━━━ PASSAGE PROVIDED ━━━
Use a thick piece of glass and various grits of sand paper.... I have used an old Formica countertop too .. wd40 the paper really well.
 
you can find cast off pieces of marble/ granite from counter companies, sink cut outs etc. or purchase a tile from a home store, thicker the better, commercial glass companies will have 1/2+ thick glass scrap pieces
Spary with spray glue and stick a full sheet to it, and move in a random pattern
 
We always used a thick piece of plate glass (about 12"x18", bought scrap from a glass company) and put various grades of emery cloth and emery paper on it. Worked the head in a figure eight pattern to keep the direction sufficiently random.
 
If you're sanding, removing a few thou is allot of work. If the head is burn bad like you say I would take it to a shop and get it fly cut.

Good advice if it is going to be a lot of sanding; being a cheapskate with time on my hands, I always just sanded, though I would start with a moderately course grit if it was bad.

I'm exposing my age and the beginnings of my engine building experience here (I was a teenager); I think you just mean to get it milled. When redoing stock heads for hot rodding a flathead Ford V8, the three things we would do to the heads were milling, doming and fly cutting. Doming was to establish adequate clearance over the top of the piston after milling it to a much higher compression ratio than stock and fly cutting was machining over the valves to establish clearance there after that milling operation that took the compression ratio way up. :) :)

No fly cutting on an OHV engine.

When I got into kart racing way back and discovered that the flathead Briggs was where it was at for many classes my first thought was great, I know what to do to make these things sing, then I read the WKA rulebook and discovered that just about everything I knew to soup up a flathead Ford was illegal to perform on a kart engine. Guess whoever wrote the WKA rules that covered the Briggs knew that there were still a few of us out there that knew how to do evil things to a flathead engine, lol...
 
Maybe your definitions are different but fly cutting is a great way to resurface a head on any small 4 stroke engine.
━━━ EXTRACTED RECORDS ━━━
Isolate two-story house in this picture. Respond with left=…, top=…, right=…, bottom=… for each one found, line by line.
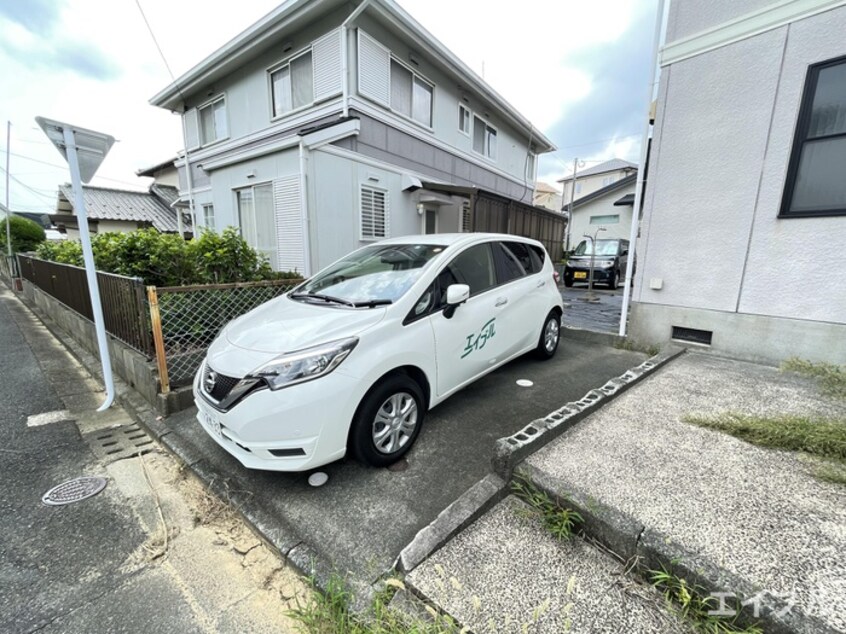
left=558, top=159, right=637, bottom=205
left=151, top=0, right=563, bottom=275
left=630, top=0, right=846, bottom=364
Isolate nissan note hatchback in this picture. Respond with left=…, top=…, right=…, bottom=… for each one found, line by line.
left=194, top=233, right=562, bottom=471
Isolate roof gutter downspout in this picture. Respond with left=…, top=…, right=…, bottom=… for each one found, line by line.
left=181, top=114, right=197, bottom=238
left=300, top=137, right=311, bottom=277
left=342, top=0, right=370, bottom=118
left=619, top=0, right=664, bottom=337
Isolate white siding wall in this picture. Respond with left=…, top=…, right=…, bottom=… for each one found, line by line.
left=570, top=183, right=635, bottom=248
left=634, top=0, right=846, bottom=362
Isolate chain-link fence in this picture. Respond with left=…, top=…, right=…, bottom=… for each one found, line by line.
left=148, top=280, right=302, bottom=392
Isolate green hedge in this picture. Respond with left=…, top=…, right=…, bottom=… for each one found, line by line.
left=36, top=227, right=300, bottom=286
left=0, top=214, right=46, bottom=255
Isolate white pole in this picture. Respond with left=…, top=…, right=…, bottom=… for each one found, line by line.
left=63, top=126, right=115, bottom=412
left=6, top=121, right=14, bottom=258
left=619, top=0, right=664, bottom=337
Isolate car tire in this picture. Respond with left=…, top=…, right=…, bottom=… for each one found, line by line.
left=608, top=271, right=620, bottom=291
left=349, top=373, right=426, bottom=467
left=535, top=310, right=561, bottom=361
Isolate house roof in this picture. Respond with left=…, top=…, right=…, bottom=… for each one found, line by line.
left=150, top=0, right=556, bottom=153
left=59, top=184, right=190, bottom=232
left=135, top=156, right=179, bottom=177
left=535, top=181, right=561, bottom=194
left=561, top=172, right=637, bottom=211
left=557, top=159, right=637, bottom=183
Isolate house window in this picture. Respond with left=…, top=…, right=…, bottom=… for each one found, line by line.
left=458, top=104, right=470, bottom=136
left=590, top=214, right=620, bottom=225
left=198, top=96, right=229, bottom=145
left=361, top=186, right=388, bottom=240
left=473, top=116, right=496, bottom=159
left=270, top=51, right=314, bottom=117
left=779, top=57, right=846, bottom=217
left=391, top=59, right=434, bottom=128
left=235, top=183, right=279, bottom=270
left=203, top=205, right=215, bottom=231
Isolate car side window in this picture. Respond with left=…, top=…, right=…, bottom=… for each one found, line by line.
left=438, top=243, right=497, bottom=298
left=493, top=242, right=531, bottom=284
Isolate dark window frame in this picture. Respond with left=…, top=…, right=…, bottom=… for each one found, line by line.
left=778, top=55, right=846, bottom=218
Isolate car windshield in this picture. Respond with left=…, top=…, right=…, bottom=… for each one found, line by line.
left=290, top=244, right=446, bottom=306
left=573, top=240, right=620, bottom=256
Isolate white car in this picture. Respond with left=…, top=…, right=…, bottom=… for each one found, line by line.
left=194, top=233, right=562, bottom=471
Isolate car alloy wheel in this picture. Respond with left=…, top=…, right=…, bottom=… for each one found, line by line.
left=372, top=392, right=417, bottom=455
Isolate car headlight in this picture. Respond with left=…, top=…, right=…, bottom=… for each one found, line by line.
left=250, top=337, right=358, bottom=390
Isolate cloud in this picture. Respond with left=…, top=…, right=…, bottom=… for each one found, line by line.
left=0, top=0, right=120, bottom=81
left=0, top=0, right=63, bottom=35
left=539, top=3, right=655, bottom=178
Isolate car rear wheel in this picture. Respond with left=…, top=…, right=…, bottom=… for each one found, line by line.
left=350, top=374, right=426, bottom=467
left=535, top=310, right=561, bottom=361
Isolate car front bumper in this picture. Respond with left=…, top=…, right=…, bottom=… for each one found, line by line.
left=194, top=367, right=359, bottom=471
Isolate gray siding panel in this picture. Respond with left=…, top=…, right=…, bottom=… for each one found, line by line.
left=354, top=112, right=531, bottom=200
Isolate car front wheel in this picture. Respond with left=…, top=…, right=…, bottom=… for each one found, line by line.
left=535, top=310, right=561, bottom=361
left=350, top=374, right=426, bottom=467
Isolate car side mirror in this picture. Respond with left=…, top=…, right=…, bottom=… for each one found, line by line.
left=444, top=284, right=470, bottom=319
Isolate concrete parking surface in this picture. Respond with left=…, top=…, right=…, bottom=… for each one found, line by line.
left=163, top=339, right=645, bottom=583
left=559, top=284, right=623, bottom=334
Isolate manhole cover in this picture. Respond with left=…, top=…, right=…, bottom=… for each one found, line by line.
left=41, top=476, right=106, bottom=506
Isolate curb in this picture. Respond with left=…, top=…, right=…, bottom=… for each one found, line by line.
left=520, top=464, right=838, bottom=634
left=4, top=284, right=344, bottom=592
left=560, top=324, right=626, bottom=348
left=491, top=346, right=685, bottom=481
left=394, top=473, right=508, bottom=574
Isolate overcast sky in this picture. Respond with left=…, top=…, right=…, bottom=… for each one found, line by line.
left=0, top=0, right=657, bottom=211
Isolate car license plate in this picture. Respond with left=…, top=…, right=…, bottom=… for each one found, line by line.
left=200, top=412, right=223, bottom=438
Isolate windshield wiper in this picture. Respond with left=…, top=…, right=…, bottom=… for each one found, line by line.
left=355, top=299, right=394, bottom=308
left=291, top=293, right=356, bottom=308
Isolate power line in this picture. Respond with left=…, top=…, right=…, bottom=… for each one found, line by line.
left=556, top=134, right=640, bottom=152
left=0, top=148, right=142, bottom=187
left=135, top=0, right=174, bottom=80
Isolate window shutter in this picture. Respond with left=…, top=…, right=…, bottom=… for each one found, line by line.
left=182, top=108, right=200, bottom=150
left=358, top=29, right=391, bottom=106
left=361, top=186, right=390, bottom=240
left=311, top=30, right=342, bottom=101
left=273, top=176, right=305, bottom=274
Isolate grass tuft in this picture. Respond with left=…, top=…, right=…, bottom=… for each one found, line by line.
left=290, top=576, right=459, bottom=634
left=614, top=339, right=661, bottom=357
left=780, top=357, right=846, bottom=399
left=649, top=567, right=763, bottom=634
left=511, top=475, right=584, bottom=540
left=682, top=412, right=846, bottom=460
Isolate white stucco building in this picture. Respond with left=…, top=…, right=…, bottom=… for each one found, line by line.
left=630, top=0, right=846, bottom=363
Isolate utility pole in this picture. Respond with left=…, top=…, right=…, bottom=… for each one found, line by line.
left=562, top=158, right=585, bottom=253
left=6, top=121, right=10, bottom=260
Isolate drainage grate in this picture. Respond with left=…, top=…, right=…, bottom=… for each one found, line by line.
left=41, top=476, right=106, bottom=506
left=673, top=326, right=714, bottom=346
left=85, top=423, right=155, bottom=462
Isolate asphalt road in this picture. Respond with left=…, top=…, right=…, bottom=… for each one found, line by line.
left=165, top=339, right=645, bottom=582
left=0, top=300, right=155, bottom=632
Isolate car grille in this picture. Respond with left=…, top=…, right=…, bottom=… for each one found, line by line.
left=202, top=364, right=241, bottom=402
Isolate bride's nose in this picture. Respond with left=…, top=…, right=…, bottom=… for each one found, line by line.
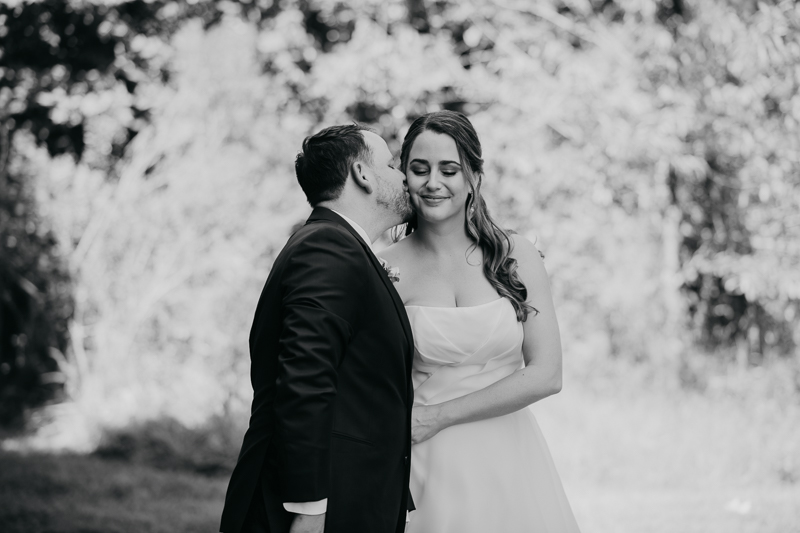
left=425, top=171, right=441, bottom=191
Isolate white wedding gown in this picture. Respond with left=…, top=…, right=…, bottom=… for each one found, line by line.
left=406, top=298, right=579, bottom=533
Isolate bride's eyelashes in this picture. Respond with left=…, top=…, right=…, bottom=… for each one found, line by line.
left=411, top=165, right=459, bottom=178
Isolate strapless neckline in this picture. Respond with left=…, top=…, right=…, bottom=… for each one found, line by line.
left=405, top=298, right=505, bottom=309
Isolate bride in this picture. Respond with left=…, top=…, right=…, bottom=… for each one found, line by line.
left=380, top=111, right=578, bottom=533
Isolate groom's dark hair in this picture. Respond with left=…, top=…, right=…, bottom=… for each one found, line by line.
left=294, top=124, right=372, bottom=207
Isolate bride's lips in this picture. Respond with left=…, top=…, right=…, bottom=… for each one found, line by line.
left=419, top=194, right=450, bottom=205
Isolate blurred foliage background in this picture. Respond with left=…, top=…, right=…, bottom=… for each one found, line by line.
left=0, top=0, right=800, bottom=531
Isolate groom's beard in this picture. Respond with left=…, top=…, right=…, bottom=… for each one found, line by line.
left=377, top=181, right=414, bottom=224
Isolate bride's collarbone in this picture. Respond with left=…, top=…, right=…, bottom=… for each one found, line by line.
left=402, top=270, right=499, bottom=307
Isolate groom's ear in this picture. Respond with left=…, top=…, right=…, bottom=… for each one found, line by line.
left=350, top=161, right=375, bottom=194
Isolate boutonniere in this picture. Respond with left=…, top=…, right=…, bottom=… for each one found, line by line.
left=378, top=257, right=400, bottom=283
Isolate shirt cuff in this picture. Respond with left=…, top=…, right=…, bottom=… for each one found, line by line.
left=283, top=498, right=328, bottom=515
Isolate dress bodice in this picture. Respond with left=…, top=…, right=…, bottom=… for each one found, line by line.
left=406, top=298, right=523, bottom=405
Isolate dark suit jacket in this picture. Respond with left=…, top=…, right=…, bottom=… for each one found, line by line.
━━━
GIVEN EXERCISE: In the passage about flattening an engine head on sandpaper, what size was the plate glass that one poster says they always used?

WRITTEN RESPONSE: About 12" by 18", bought as scrap from a glass company.